[Start]

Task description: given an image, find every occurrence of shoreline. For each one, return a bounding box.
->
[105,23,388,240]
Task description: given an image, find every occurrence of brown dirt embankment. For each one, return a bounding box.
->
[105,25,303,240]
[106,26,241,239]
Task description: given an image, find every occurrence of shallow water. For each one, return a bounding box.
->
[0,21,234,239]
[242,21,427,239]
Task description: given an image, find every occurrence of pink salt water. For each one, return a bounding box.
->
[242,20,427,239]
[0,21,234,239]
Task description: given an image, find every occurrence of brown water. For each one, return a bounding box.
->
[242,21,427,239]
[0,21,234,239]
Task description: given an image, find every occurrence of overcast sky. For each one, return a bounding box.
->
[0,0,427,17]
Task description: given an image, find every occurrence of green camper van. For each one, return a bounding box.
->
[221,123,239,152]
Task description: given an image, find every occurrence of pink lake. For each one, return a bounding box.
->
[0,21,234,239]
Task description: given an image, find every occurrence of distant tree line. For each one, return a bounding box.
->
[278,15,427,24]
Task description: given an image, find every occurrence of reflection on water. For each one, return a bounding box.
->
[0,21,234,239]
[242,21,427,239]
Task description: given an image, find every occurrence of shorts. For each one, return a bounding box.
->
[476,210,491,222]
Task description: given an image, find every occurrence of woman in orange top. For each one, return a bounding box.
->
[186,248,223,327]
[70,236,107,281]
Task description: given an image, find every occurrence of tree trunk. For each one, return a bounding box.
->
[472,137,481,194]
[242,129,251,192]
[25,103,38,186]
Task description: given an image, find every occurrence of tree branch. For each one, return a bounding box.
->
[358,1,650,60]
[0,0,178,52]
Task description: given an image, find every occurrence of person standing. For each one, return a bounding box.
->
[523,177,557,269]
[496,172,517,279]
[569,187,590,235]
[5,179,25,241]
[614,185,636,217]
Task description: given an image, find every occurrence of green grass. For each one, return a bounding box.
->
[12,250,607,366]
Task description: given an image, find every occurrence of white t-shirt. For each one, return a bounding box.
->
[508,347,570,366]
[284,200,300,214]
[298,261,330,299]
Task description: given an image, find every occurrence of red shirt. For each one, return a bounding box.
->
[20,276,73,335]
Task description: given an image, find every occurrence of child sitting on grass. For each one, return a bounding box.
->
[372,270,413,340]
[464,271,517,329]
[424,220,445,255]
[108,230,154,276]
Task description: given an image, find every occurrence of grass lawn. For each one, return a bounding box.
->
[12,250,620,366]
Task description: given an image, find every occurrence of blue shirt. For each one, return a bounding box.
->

[End]

Render every line of the entries above as a Markdown table with two columns, Row and Line. Number the rows and leave out blank lines.

| Row | Line |
|---|---|
| 1 | Task description: given an image, find every occurrence of shoreline. For each one, return a bounding box. |
| 2 | -> |
| 3 | [105,23,388,240] |
| 4 | Task description: given an image, find every occurrence of brown dirt embankment. For each one, return a bounding box. |
| 5 | -> |
| 6 | [105,25,303,240] |
| 7 | [106,26,241,239] |
| 8 | Task description: given an image, find every occurrence of shallow water. For each one, return a bounding box. |
| 9 | -> |
| 10 | [0,21,234,239] |
| 11 | [242,21,427,239] |
| 12 | Task description: given an image, find every occurrence of pink salt water. For each one, return a bounding box. |
| 13 | -> |
| 14 | [242,20,427,239] |
| 15 | [0,21,234,239] |
| 16 | Task description: given an image, find every occurrence of brown water. For each one, return a bounding box. |
| 17 | -> |
| 18 | [242,21,427,239] |
| 19 | [0,21,234,239] |
| 20 | Task description: given an image, find every occurrence of overcast sky. For each one, return a bounding box. |
| 21 | -> |
| 22 | [0,0,427,17] |
| 23 | Task description: given an image, find every occurrence of green camper van. For each one, return a bounding box. |
| 24 | -> |
| 25 | [221,123,239,152] |
| 26 | Task description: given an image, find every occurrence of pink lake. For each one, return a bounding box. |
| 27 | -> |
| 28 | [0,21,234,239] |
| 29 | Task description: given an image, find every occurrence of distant tree line. For each one, return a bounding box. |
| 30 | -> |
| 31 | [278,15,427,24] |
| 32 | Task description: given an image, find every occurrence of reflection on water. For each one, return a bounding box. |
| 33 | -> |
| 34 | [0,21,234,239] |
| 35 | [242,21,427,239] |
| 36 | Task description: given an image, find every occurrence of shorts. For each one, return a bounding box. |
| 37 | -> |
| 38 | [476,210,491,222] |
| 39 | Task description: given an image, find every occurrence of woman in orange top. For each one, return a bounding box. |
| 40 | -> |
| 41 | [186,248,223,327] |
| 42 | [70,236,107,281] |
| 43 | Task description: given an image, find every occurrence of tree trunk. For each one, return a bounding box. |
| 44 | -> |
| 45 | [472,137,481,194] |
| 46 | [242,129,251,192] |
| 47 | [25,103,38,186] |
| 48 | Task description: given an image, find every occurrence of tree branch. For each one, return a bounding box. |
| 49 | -> |
| 50 | [358,1,650,60] |
| 51 | [0,0,178,52] |
| 52 | Task description: given an image, find every occurrence of person standing. For each one, return a bounding box. |
| 53 | -> |
| 54 | [523,177,557,269] |
| 55 | [496,172,517,279] |
| 56 | [569,187,590,235] |
| 57 | [5,179,25,241] |
| 58 | [614,185,636,217] |
| 59 | Task description: given an image, find every occurrence of green grass. For each one, return a bounding box. |
| 60 | -> |
| 61 | [12,250,607,366] |
| 62 | Task description: given an image, find every occurrence of white t-shirt. For each one, return a bounding box. |
| 63 | -> |
| 64 | [508,347,570,366] |
| 65 | [284,200,300,214] |
| 66 | [298,261,330,299] |
| 67 | Task description: given an image, find every occurrence of red shirt. For each one, return a bounding box. |
| 68 | -> |
| 69 | [20,276,73,335] |
| 70 | Task description: given an image, find every occurrence of child sitting on grass. For each one, return a bounding box. |
| 71 | -> |
| 72 | [372,270,413,340] |
| 73 | [464,271,517,329] |
| 74 | [424,220,445,255] |
| 75 | [108,230,154,276] |
| 76 | Task description: given an image, find every occurrence of grass lawn. For each one, return a bounding box. |
| 77 | -> |
| 78 | [12,250,620,366] |
| 79 | Task description: given an image, find every occurrence of blue shirt. For each one, return a bounding box. |
| 80 | -> |